Isn't args.rcx already initialized to 0, why explixitly set it?

> +	sysinit_ret = seamcall_prerr(TDH_SYS_INIT, &args);
> +
> +	/*
> +	 * The first SEAMCALL also detects the TDX module, thus
> +	 * it can fail due to the TDX module is not loaded.
> +	 * Dump message to let the user know.
> +	 */
> +	if (sysinit_ret == -ENODEV)
> +		pr_err("module not loaded\n");
> +
> +	sysinit_done = true;
> +out:
> +	raw_spin_unlock(&sysinit_lock);
> +	return sysinit_ret;
> +}
> +
> +/**
> + * tdx_cpu_enable - Enable TDX on local cpu
> + *
> + * Do one-time TDX module per-cpu initialization SEAMCALL (and TDX module
> + * global initialization SEAMCALL if not done) on local cpu to make this
> + * cpu be ready to run any other SEAMCALLs.
> + *
> + * Always call this function via IPI function calls.
> + *
> + * Return 0 on success, otherwise errors.
> + */
> +int tdx_cpu_enable(void)
> +{
> +	struct tdx_module_args args = {};
> +	int ret;
> +
> +	if (!platform_tdx_enabled())
> +		return -ENODEV;
> +
> +	lockdep_assert_irqs_disabled();
> +
> +	if (__this_cpu_read(tdx_lp_initialized))
> +		return 0;
> +
> +	/*
> +	 * The TDX module global initialization is the very first step
> +	 * to enable TDX.  Need to do it first (if hasn't been done)
> +	 * before the per-cpu initialization.
> +	 */
> +	ret = try_init_module_global();
> +	if (ret)
> +		return ret;
> +
> +	ret = seamcall_prerr(TDH_SYS_LP_INIT, &args);

If you have more usage of zero intialized args variant, do you want to add a helper for it?

> +	if (ret)
> +		return ret;
> +
> +	__this_cpu_write(tdx_lp_initialized, true);
> +
> +	return 0;
> +}
> +EXPORT_SYMBOL_GPL(tdx_cpu_enable);
> +
> +static int init_tdx_module(void)
> +{
> +	/*
> +	 * TODO:
> +	 *
> +	 *  - Get TDX module information and TDX-capable memory regions.
> +	 *  - Build the list of TDX-usable memory regions.
> +	 *  - Construct a list of "TD Memory Regions" (TDMRs) to cover
> +	 *    all TDX-usable memory regions.
> +	 *  - Configure the TDMRs and the global KeyID to the TDX module.
> +	 *  - Configure the global KeyID on all packages.
> +	 *  - Initialize all TDMRs.
> +	 *
> +	 *  Return error before all steps are done.
> +	 */
> +	return -EINVAL;
> +}
> +
> +static int __tdx_enable(void)

(Extracted records)
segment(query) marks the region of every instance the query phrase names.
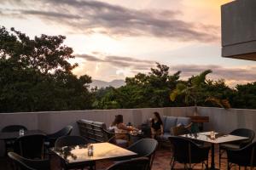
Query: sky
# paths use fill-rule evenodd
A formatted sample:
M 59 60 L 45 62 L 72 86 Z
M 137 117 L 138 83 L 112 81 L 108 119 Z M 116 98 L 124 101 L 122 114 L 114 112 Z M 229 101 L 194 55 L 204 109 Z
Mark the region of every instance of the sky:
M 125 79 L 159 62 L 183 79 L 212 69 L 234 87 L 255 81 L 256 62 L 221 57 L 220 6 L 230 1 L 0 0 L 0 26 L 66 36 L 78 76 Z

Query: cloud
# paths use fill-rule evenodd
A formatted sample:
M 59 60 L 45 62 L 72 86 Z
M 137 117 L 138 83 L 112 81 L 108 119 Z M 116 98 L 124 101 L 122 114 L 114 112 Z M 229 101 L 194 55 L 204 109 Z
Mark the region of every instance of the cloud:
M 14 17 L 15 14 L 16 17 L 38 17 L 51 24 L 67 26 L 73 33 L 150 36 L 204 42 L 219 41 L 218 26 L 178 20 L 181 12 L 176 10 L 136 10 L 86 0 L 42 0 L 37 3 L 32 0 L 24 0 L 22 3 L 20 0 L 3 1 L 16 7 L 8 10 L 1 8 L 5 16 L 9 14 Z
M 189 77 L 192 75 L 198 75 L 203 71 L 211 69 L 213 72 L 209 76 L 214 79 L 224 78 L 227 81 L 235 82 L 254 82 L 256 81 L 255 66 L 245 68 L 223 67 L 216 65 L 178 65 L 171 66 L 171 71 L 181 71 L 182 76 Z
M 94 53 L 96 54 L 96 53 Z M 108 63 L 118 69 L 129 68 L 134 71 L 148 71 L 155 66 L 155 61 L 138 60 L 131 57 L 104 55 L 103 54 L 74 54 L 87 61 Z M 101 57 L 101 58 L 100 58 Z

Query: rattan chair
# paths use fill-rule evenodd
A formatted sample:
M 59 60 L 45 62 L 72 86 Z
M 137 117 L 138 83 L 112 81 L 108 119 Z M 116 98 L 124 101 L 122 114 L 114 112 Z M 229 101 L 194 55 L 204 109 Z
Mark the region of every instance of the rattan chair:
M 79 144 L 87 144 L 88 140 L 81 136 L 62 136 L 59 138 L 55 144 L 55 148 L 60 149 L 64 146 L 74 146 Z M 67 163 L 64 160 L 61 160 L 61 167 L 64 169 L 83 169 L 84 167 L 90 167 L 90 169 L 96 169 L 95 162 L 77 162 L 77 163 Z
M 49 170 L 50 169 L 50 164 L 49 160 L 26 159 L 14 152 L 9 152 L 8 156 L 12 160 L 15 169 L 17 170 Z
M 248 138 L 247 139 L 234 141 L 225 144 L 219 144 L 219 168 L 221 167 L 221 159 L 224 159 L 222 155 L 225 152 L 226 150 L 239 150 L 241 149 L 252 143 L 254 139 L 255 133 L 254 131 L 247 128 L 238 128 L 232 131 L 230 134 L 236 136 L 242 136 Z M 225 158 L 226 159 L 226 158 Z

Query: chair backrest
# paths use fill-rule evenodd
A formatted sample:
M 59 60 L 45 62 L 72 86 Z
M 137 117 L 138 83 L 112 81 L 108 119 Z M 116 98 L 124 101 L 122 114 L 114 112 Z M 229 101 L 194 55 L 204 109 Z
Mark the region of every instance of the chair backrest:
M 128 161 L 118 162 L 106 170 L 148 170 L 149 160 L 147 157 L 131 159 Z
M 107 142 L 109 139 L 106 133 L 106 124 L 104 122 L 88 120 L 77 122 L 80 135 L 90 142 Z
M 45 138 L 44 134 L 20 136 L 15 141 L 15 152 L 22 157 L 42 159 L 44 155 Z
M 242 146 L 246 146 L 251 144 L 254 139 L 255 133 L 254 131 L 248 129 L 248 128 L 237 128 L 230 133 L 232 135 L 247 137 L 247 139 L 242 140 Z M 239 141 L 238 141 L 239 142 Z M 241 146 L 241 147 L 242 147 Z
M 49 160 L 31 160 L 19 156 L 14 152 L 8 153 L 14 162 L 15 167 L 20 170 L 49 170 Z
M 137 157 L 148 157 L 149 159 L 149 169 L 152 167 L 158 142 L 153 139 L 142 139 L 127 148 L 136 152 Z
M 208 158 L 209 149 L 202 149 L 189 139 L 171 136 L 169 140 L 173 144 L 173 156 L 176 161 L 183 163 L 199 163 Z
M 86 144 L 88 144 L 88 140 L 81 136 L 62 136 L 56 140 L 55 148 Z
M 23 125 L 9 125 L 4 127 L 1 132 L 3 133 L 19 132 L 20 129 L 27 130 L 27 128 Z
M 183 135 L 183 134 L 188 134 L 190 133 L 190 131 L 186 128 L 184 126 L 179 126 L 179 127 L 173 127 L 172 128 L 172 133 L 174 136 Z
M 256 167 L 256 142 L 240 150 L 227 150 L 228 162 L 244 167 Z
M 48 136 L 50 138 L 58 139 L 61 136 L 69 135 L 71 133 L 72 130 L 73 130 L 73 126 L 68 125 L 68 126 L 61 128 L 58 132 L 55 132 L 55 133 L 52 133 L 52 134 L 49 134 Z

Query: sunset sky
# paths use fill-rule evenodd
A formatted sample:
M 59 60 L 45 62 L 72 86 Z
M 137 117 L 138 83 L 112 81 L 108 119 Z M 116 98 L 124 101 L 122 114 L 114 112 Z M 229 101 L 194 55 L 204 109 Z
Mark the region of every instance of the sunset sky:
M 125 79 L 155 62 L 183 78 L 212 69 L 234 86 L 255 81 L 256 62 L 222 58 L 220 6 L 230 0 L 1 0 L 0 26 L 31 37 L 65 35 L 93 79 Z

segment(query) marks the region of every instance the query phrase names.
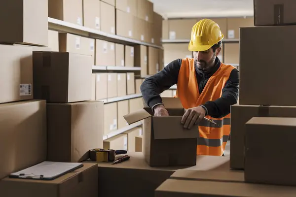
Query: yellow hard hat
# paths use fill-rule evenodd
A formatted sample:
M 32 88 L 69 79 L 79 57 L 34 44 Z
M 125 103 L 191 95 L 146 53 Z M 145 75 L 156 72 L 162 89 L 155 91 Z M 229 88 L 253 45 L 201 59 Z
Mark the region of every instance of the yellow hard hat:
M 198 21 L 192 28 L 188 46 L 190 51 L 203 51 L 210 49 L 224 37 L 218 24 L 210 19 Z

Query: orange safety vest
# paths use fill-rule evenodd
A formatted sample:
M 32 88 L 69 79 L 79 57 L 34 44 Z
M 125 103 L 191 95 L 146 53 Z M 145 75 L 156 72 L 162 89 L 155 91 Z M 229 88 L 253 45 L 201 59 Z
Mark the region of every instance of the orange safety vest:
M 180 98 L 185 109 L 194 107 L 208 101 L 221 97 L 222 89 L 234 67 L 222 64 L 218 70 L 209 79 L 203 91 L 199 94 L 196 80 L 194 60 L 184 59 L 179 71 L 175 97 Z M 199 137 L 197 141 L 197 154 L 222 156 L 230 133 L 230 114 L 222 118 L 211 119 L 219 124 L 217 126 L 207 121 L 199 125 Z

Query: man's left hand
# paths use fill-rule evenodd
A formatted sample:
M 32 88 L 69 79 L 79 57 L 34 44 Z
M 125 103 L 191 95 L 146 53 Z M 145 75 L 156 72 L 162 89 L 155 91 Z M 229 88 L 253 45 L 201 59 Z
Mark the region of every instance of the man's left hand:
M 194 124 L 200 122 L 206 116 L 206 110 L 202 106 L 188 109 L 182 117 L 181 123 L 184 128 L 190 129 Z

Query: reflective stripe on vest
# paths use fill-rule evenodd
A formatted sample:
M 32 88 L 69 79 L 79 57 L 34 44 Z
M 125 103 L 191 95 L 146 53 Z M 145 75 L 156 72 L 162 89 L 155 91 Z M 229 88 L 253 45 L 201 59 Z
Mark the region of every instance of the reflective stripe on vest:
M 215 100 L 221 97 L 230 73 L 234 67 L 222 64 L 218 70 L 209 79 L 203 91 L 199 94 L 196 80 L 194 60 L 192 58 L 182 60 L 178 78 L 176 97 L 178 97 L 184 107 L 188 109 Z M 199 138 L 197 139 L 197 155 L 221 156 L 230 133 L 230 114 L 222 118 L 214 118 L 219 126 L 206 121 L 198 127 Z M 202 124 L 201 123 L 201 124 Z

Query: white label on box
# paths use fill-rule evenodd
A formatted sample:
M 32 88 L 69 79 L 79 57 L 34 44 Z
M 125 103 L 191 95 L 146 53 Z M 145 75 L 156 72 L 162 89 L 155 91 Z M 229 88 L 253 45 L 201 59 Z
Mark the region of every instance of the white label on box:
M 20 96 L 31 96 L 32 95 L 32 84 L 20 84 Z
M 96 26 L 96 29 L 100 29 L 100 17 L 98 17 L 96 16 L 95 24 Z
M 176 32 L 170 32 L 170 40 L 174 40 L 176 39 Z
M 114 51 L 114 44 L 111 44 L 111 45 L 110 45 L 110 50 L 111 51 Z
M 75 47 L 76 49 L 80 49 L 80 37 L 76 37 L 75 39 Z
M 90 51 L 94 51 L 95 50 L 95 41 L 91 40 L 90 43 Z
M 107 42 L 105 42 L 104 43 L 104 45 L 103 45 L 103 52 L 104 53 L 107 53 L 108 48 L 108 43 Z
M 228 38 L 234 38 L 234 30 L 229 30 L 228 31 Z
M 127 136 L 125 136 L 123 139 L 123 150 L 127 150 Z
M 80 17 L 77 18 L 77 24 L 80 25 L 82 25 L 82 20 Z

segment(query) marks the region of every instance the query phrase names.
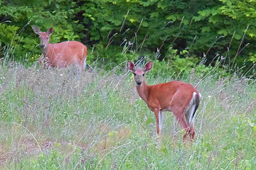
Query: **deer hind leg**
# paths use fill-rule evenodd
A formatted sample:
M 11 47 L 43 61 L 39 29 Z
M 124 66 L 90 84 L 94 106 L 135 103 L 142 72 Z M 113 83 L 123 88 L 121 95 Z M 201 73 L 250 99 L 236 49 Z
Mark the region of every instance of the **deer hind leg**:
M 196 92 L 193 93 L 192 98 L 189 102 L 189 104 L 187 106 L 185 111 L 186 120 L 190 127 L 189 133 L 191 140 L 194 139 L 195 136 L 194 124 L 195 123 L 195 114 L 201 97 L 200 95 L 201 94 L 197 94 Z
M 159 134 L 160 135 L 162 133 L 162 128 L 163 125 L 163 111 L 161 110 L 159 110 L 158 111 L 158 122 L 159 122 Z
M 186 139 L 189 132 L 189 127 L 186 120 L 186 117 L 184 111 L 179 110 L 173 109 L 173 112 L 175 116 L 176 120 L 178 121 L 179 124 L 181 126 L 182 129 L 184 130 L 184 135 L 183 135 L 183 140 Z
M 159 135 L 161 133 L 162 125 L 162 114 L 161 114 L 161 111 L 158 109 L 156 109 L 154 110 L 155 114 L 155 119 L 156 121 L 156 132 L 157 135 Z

> _TASKS TO PERFORM_:
1 > Check each statement against the code review and mark it yes or no, quoting the exact words from the code review that decide it.
(a) tdx_cpu_enable returns -ENODEV when platform_tdx_enabled() is false.
(b) The comment on tdx_cpu_enable says it should be called directly rather than through IPI function calls.
(c) init_tdx_module currently returns 0.
2 > In the code review, take the text starting at "Isn't args.rcx already" and ending at "(sysinit_ret == -ENODEV)", and change every "module" in it to "firmware".
The records play no part in the tasks.

> _SOLUTIONS BY TASK_:
1 >
(a) Yes: "if (!platform_tdx_enabled())" followed by "return -ENODEV;"
(b) No: "Always call this function via IPI function calls."
(c) No: "return -EINVAL;"

2 >
Isn't args.rcx already initialized to 0, why explixitly set it?

> +	sysinit_ret = seamcall_prerr(TDH_SYS_INIT, &args);
> +
> +	/*
> +	 * The first SEAMCALL also detects the TDX firmware, thus
> +	 * it can fail due to the TDX firmware is not loaded.
> +	 * Dump message to let the user know.
> +	 */
> +	if (sysinit_ret == -ENODEV)